From the line with "the rocky cliff" to the final line of the records, reproduce every line exactly and only those lines.

Data records
§ §
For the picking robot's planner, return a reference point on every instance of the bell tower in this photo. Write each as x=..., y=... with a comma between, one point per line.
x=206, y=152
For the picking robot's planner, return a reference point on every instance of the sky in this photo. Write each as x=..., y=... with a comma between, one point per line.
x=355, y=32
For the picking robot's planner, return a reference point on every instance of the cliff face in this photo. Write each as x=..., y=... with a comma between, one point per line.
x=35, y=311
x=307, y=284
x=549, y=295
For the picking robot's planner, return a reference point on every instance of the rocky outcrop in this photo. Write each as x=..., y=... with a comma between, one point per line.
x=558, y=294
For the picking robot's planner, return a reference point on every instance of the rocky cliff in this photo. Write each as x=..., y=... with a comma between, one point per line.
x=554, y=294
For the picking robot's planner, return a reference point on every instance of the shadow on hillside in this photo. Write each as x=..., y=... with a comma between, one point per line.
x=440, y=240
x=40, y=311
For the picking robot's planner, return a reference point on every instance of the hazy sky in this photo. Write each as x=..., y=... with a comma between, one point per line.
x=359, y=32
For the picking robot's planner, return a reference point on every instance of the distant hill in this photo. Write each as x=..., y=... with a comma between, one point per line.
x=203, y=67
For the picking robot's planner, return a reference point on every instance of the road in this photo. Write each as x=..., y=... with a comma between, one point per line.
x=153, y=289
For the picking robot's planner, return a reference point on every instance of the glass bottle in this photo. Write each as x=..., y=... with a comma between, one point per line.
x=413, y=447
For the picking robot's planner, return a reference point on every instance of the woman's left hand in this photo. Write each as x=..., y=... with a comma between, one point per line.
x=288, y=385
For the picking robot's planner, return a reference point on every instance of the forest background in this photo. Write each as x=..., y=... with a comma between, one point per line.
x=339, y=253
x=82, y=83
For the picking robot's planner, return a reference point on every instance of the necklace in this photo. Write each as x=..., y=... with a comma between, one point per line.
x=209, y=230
§ §
_Result of the exercise:_
For the picking robot's planner, return a reference point on every instance of the rocky cliff in this photo. Write each as x=..., y=... with a comma between, one point per line.
x=554, y=294
For the picking robot's planner, return a reference point on every instance of the shadow on hillside in this photo. Write each as x=..., y=... with a comma between, one point per line.
x=440, y=240
x=40, y=311
For the picking robot's planner, return a reference point on every instance of the hazy sky in this photo. Write each as x=..., y=... with a comma between, one point per line.
x=359, y=32
For the picking robot's planner, return a reference point on every instance of the distant hill in this photo. Write each as x=..., y=... with a comma between, one point per line.
x=203, y=67
For the picking robot's planner, return a reference point on every instance of the road in this photo. Write each as x=..., y=... with a comma between, one point per line.
x=153, y=289
For the picking robot's planner, return a reference point on every instance of the glass bottle in this photo. Write each as x=..., y=... with a comma between, one point per line.
x=413, y=447
For the picking robot's planner, return a reference point on every instance of the woman's left hand in this photo. Write each as x=..., y=... with a comma between, one point per line.
x=288, y=385
For the picking robot's planner, return a reference point on every instance of the forest background in this photo. Write each as x=..., y=... with a comma between, one point per line.
x=339, y=253
x=82, y=83
For the picking robot's planner, return a reference point on every instance of the necklace in this photo. Write each as x=..., y=... with a comma between, one point per line.
x=209, y=230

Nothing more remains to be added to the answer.